In the last four months I have had to drive from the UK to Portugal a couple of times, one time to Lisbon direct and the other to Lisbon via Viseu.

Each time I started my continental drive in France it was from different Ports, Calais the first time and Dieppe the second.

I used a Garmin GPS and set it to avoid the tolls in all countries, so because of the different continental starting points and final destinations it took me on different routes each time...it never lost its directions, it was straightforward to follow and best of all I got one with full European maps and lifetime updates.

I bought mine in the UK so cannot help with where to buy in Portugal, this is just a thumbs up for Garmin.


----------



## Deithrian (Dec 26, 2015)

oronero said:


> In the last four months I have had to drive from the UK to Portugal a couple of times, one time to Lisbon direct and the other to Lisbon via Viseu.
> 
> Each time I started my continental drive in France it was from different Ports, Calais the first time and Dieppe the second.
> 
> ...


Nice to find that Garmin is doing great.
I've opted for Sygic on my smartphone 
I like the idea that you can change your phone and keep the app, plus the free lifetime updates.

-=-=-=-=-

== Requirement ==
Resume the forum thread on satellite navigation for driving from the UK to Portugal, starting after its final sentence. The lines after this point are separate material with no connection to the thread above.

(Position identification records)
-=-=-=-=-

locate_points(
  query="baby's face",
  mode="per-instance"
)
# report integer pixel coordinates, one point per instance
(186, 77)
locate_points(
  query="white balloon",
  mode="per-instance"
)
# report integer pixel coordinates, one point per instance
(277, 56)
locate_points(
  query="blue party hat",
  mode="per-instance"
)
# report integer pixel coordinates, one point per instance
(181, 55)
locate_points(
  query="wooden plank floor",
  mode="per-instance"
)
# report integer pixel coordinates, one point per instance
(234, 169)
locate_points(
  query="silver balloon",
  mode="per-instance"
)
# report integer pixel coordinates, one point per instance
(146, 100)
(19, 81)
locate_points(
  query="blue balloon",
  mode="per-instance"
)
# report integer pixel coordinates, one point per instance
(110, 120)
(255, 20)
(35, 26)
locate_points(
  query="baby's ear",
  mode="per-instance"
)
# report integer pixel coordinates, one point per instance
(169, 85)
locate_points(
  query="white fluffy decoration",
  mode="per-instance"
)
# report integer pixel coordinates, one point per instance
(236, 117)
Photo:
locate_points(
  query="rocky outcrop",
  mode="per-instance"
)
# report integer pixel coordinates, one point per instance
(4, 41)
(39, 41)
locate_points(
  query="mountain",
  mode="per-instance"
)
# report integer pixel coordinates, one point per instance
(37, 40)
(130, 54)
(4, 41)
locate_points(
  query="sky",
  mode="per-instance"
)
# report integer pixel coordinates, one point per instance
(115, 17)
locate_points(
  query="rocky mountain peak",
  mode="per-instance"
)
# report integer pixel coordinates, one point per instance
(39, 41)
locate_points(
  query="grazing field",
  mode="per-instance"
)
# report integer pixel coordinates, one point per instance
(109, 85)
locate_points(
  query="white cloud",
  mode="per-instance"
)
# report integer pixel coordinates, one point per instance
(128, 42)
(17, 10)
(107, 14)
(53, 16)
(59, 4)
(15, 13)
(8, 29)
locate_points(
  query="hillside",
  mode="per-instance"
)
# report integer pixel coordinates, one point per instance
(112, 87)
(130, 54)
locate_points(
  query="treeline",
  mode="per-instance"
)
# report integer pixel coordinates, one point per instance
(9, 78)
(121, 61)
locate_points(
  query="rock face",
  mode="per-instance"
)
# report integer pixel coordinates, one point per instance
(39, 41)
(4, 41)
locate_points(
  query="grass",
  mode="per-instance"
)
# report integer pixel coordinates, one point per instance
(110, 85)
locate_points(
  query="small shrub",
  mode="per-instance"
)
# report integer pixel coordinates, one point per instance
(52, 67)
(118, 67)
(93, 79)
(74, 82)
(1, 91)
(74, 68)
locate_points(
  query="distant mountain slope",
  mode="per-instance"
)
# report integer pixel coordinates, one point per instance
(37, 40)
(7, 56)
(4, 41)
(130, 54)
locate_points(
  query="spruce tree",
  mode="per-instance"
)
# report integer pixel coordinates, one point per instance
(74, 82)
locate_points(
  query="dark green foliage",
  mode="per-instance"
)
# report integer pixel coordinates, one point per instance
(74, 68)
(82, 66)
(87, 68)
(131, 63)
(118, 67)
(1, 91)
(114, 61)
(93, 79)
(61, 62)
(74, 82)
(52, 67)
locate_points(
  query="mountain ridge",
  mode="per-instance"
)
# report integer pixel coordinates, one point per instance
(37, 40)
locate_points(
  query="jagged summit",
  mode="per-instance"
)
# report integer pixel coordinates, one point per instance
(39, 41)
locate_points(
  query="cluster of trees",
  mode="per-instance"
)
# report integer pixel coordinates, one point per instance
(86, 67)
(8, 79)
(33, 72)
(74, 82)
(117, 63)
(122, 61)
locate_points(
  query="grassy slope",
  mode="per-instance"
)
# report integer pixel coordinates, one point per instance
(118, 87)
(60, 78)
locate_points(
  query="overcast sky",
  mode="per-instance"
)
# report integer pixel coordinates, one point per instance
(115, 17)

-=-=-=-=-

== Answer to the task ==
Bought the world map a while back for 120$, it's on sale for 30 Euro at the moment


----------



## DREAMWEAVER1 (May 28, 2013)

oronero said:


> In the last four months I have had to drive from the UK to Portugal a couple of times, one time to Lisbon direct and the other to Lisbon via Viseu.
> 
> Each time I started my continental drive in France it was from different Ports, Calais the first time and Dieppe the second.
> 
> ...


R

I too purchased our Garmin prior to driving to Portugal and our retirement.

It has to be said,it was probably the wisest of investments,with a lifetime of free updates,it's been foolproof and a real asset.
Would thoroughly recommend a Garmin.


David


----------



## travelling-man (Jun 17, 2011)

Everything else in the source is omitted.